(TASK INSTRUCTIONS):
Every entry must be repeated exactly in the answer.

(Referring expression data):
——————
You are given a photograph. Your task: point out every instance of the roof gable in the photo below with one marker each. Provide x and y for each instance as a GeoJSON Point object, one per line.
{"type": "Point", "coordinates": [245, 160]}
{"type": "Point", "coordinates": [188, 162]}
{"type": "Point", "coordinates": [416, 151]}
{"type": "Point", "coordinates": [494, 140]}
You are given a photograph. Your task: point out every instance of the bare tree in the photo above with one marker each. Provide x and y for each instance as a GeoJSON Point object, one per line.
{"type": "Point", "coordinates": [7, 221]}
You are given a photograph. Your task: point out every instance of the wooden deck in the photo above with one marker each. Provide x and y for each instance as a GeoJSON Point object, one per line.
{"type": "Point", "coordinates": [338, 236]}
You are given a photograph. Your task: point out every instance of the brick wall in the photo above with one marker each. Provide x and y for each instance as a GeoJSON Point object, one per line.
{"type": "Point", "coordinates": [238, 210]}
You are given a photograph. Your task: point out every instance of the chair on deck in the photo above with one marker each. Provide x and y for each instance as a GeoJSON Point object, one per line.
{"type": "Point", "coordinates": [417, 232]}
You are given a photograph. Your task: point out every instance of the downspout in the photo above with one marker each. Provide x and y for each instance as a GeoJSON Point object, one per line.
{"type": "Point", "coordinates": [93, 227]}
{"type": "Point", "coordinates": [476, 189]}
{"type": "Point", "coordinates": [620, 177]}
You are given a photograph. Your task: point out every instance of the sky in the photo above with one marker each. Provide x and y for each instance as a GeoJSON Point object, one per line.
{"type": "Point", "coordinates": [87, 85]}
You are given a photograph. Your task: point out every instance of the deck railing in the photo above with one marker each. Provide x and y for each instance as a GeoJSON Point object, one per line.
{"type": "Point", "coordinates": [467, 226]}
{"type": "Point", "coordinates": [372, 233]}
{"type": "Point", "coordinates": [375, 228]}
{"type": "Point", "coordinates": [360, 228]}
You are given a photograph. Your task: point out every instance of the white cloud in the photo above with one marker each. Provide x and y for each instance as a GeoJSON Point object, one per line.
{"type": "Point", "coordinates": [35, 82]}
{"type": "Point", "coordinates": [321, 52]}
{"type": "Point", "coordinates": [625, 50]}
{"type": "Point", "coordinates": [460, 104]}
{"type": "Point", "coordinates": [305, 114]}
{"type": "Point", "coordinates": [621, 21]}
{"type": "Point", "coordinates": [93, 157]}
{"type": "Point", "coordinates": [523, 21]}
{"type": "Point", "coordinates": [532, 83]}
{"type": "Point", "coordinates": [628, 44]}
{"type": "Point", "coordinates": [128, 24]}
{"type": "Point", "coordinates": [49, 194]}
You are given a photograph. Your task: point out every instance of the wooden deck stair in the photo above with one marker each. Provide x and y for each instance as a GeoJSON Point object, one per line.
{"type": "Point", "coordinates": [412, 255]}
——————
(ANSWER):
You are given a photograph. Your task: point out every instance of the roof gable in the photo below with one marker each. Provide x and y for each instance as a GeoJSON Point object, one per line.
{"type": "Point", "coordinates": [245, 160]}
{"type": "Point", "coordinates": [188, 162]}
{"type": "Point", "coordinates": [416, 151]}
{"type": "Point", "coordinates": [494, 140]}
You are given a photograph. Your task: point out every instance of the bare tree in the photo above with one marker each. Provide x and y for each instance as a GeoJSON Point object, one per line.
{"type": "Point", "coordinates": [7, 221]}
You are given a photograph. Your task: point out every instance of the wooden deck in the photo above with one marker each. Provide x and y for each instance as a GeoJSON Point object, one per line.
{"type": "Point", "coordinates": [338, 236]}
You are given a photograph. Your task: point out every instance of the brick wall in the photo above with one marker each. Provide x and y for each instance as a GeoJSON Point object, one per line.
{"type": "Point", "coordinates": [238, 210]}
You are given a photograph. Your task: point out every instance of the chair on deck in the photo above with one marker each. Provide x and y for each instance as a GeoJSON Point object, one per line.
{"type": "Point", "coordinates": [417, 232]}
You are given a photograph. Your task: point out every instance of the downspout in the photo above with one marker each. Provide x and y for each instance as a GeoJSON Point object, one per line.
{"type": "Point", "coordinates": [93, 227]}
{"type": "Point", "coordinates": [476, 189]}
{"type": "Point", "coordinates": [620, 177]}
You are given a photograph. Your task: point out every instance of the sky in the photo above with one marker each. Provide x and y for each instance as a GeoJSON Point object, one per line.
{"type": "Point", "coordinates": [87, 85]}
You are given a photograph. Your task: point out every instance of the deck railing in the photo above with one marker each. Provide x and y for each instance as a GeoJSON Point object, one per line.
{"type": "Point", "coordinates": [467, 226]}
{"type": "Point", "coordinates": [372, 233]}
{"type": "Point", "coordinates": [375, 228]}
{"type": "Point", "coordinates": [360, 228]}
You are given a photograph. Your task: point out every instance of the white cloud in the photo above with one marker each. Provide x and y for each instance as a GeoJSON Point object, one per line.
{"type": "Point", "coordinates": [35, 82]}
{"type": "Point", "coordinates": [321, 52]}
{"type": "Point", "coordinates": [625, 50]}
{"type": "Point", "coordinates": [460, 104]}
{"type": "Point", "coordinates": [305, 114]}
{"type": "Point", "coordinates": [621, 21]}
{"type": "Point", "coordinates": [93, 157]}
{"type": "Point", "coordinates": [523, 21]}
{"type": "Point", "coordinates": [532, 83]}
{"type": "Point", "coordinates": [628, 44]}
{"type": "Point", "coordinates": [128, 24]}
{"type": "Point", "coordinates": [49, 194]}
You are given a photograph. Your task: point out every instance of the wooden deck stair in the photo above with one marker each. Provide x and y for each instance as a GeoJSON Point object, one per line.
{"type": "Point", "coordinates": [412, 255]}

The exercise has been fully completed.